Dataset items
# # # # # # #

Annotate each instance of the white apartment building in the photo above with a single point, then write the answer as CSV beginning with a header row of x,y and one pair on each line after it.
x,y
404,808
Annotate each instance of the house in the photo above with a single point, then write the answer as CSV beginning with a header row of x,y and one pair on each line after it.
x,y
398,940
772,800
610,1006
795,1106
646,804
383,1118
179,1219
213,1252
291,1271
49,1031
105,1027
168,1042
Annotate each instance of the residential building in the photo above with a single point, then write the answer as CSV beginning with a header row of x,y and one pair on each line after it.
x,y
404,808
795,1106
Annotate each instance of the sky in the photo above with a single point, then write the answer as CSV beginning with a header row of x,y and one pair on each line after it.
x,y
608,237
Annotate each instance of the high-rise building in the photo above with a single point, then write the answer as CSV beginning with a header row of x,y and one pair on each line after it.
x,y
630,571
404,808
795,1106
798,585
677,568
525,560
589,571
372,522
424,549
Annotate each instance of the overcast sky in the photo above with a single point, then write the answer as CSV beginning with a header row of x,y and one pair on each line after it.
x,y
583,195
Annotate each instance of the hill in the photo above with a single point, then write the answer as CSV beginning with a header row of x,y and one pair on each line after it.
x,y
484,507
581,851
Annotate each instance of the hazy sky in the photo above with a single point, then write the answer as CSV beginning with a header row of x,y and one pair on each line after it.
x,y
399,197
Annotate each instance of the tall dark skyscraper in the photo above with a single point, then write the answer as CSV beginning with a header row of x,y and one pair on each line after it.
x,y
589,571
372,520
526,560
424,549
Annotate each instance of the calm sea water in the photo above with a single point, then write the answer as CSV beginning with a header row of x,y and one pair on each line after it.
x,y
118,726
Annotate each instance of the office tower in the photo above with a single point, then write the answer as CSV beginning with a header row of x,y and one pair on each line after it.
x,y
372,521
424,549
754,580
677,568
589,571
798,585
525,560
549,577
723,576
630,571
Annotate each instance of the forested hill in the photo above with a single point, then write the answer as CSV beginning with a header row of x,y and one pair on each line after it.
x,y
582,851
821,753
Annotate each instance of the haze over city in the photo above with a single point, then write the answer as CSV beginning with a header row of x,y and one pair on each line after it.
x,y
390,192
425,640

# # # # # # #

The records must each be output verbatim, with nothing left out.

RESPONSE:
Annotate each instance of the white apartment building in the photo above with a single point, then write the answer as CSV beginning with a header row of x,y and one pair on each line after it.
x,y
404,808
Annotate each instance of the house in the photo above with a single point, then write the answer as CSV beginning with a header row of x,y and one pair on each line after it.
x,y
398,940
772,800
610,1006
795,1106
646,804
383,1118
179,1219
213,1252
291,1271
49,1031
105,1027
168,1042
Annotate each instance of the residential building in the photo above with a single point, then write the answer as CSV beginning with a header row of x,y and one pair on each line after it.
x,y
404,808
795,1106
Annotate each instance of the sky in the photo above with a single point, then write the answer as CSV beginning with a header row of x,y and one pair on each line after it.
x,y
608,237
Annotate each instance of the high-rise building in the photo above with a single point, then write the answer as CSV beginning with a header row of x,y and one pair on each line after it.
x,y
630,571
404,808
795,1106
798,585
677,568
525,560
589,571
372,522
424,549
Annotate each instance of the overcast sky in the photo above with a single point, then write the answer as CSV beginning with a header row of x,y and one pair on each line after it.
x,y
583,195
Annotate each instance of the hill in the photo above with a single point, then write the answer as CSV beginning with a header row of x,y and one pair on each line after it.
x,y
484,507
581,851
Annotate each instance of the hazy sky in the photo above with a single point, then write the answer as CSV beginning with a header row of x,y and one pair on each line after it.
x,y
399,197
Annotate each instance of the tall dark skyscraper in the photo above with a single point, then write the answer as CSV beginning with a header row of x,y and one pair on each line after it.
x,y
589,571
372,520
526,560
424,549
Annotate each instance of the calm sea water in the photo above with a single point, then write the answer as CSV beginning with a header row of x,y and one pair on each line after it.
x,y
118,726
Annotate each instance of the office tower in the photo above with a single point, then write the answer as CSV beginning with a header row of x,y and one pair on each line after it.
x,y
372,521
424,549
754,580
677,568
589,571
798,585
525,560
549,577
723,576
630,571
Annotate each instance of the forested hill in the photo above with a single point, then write the answer as CSV beginning with a header row of x,y and one pair on each line after it.
x,y
582,851
821,753
Annotate each instance of the haze over city in the photo above with a single point, then write the answer as CSV beginning with a header row of x,y and one pair on each line after it.
x,y
390,192
425,640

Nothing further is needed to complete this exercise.